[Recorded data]
<<<<

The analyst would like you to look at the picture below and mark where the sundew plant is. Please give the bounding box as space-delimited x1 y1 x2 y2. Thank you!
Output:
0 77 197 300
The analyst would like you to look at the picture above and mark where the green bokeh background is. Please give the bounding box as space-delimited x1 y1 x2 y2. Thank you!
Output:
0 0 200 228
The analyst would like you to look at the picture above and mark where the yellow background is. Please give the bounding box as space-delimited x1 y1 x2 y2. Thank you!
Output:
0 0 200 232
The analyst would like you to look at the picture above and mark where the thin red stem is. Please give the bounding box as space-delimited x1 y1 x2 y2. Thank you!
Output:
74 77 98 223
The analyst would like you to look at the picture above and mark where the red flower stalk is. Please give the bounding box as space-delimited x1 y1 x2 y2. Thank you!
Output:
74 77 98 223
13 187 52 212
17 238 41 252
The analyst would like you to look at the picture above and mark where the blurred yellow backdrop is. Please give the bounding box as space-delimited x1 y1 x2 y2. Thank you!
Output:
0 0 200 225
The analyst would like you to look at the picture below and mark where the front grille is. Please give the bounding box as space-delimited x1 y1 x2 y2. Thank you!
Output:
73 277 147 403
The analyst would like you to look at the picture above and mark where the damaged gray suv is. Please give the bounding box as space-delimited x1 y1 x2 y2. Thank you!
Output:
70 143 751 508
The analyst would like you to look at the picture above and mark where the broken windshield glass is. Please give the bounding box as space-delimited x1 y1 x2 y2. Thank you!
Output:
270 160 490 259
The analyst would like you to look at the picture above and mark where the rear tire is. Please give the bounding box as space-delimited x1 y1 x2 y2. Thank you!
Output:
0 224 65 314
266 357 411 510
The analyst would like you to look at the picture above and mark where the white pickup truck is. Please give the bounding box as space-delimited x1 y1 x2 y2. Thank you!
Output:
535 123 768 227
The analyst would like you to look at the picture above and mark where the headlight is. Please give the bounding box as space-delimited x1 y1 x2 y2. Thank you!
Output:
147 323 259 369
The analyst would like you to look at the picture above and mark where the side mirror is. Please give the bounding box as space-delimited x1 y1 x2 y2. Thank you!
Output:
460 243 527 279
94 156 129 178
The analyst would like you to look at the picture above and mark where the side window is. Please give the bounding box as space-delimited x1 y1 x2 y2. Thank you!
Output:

>>>>

## BRIEF
Please edit all of the lines above so that "analyst" becomes "reviewer" everywhere, leaving everything else unchanged.

## EXPECTED OUTPUT
The reviewer would like you to look at the picture below and mark where the sundew plant is. Please give the bounding box as space-delimited x1 y1 x2 y2. Thank you!
Output:
0 77 197 300
The reviewer would like you to look at the picture above and mark where the green bokeh background is. Please give the bounding box as space-delimited x1 y1 x2 y2. Thank you!
Output:
0 0 200 228
The reviewer would like you to look at the picture above and mark where the yellow background is. Please give the bounding box as space-delimited x1 y1 x2 y2. Thank you!
Output:
0 0 200 232
The reviewer would like you to look at the picture above and mark where the thin red stem is. Please give the bounding box as space-delimited x1 y1 x2 y2. Thank you!
Output:
74 77 98 223
The reviewer would like you to look at the picture above and mark where the red flower stalk is. Please give the bounding box as space-delimited x1 y1 x2 y2. Thank you!
Output:
74 77 98 223
13 187 52 212
17 238 41 252
The reviewer would like you to look at the picture above and mark where the blurred yellow backdrop is. Please give the bounding box as space-delimited x1 y1 x2 y2. Thank you!
Output:
0 0 200 225
The reviewer would like you to look at the picture below and mark where the front grille is. Please give the bounding box as space-delimited x1 y1 x2 y2. Thank you!
Output:
73 277 147 403
The reviewer would like you to look at the picture above and mark where the damaged gray suv is. Please give the bounding box as space-delimited x1 y1 x2 y2. Thank you!
Output:
70 143 751 508
The reviewer would like you to look at the picture above and mark where the broken windshield glass is. Please give the bounding box as space-delimited x1 y1 x2 y2. Thank you!
Output:
270 160 490 259
The reviewer would like you to look at the picture above and mark where the rear tire is. Please give the bounding box as space-delimited x1 y1 x2 y2. Thank you!
Output:
0 224 65 314
266 357 411 510
The reviewer would like you to look at the picture above and mark where the white pickup truck is. Please give the bounding box as space-delimited x1 y1 x2 y2. Thank you!
Output:
535 123 768 227
The reviewer would like you to look at the picture above and mark where the headlight is. Please give the bounding box as space-delimited x1 y1 x2 y2. Thank you!
Output:
147 323 259 369
The reviewer would like you to look at the picture above and mark where the side mirror is. Please give the bounding box as space-delimited x1 y1 x2 y2. Thank you!
Output:
460 243 527 279
94 156 129 178
The reviewer would like you to look at the picture above and mark where the side window is. Please give the bounding box as space-delimited x1 y1 x2 y2. Thank you!
Output:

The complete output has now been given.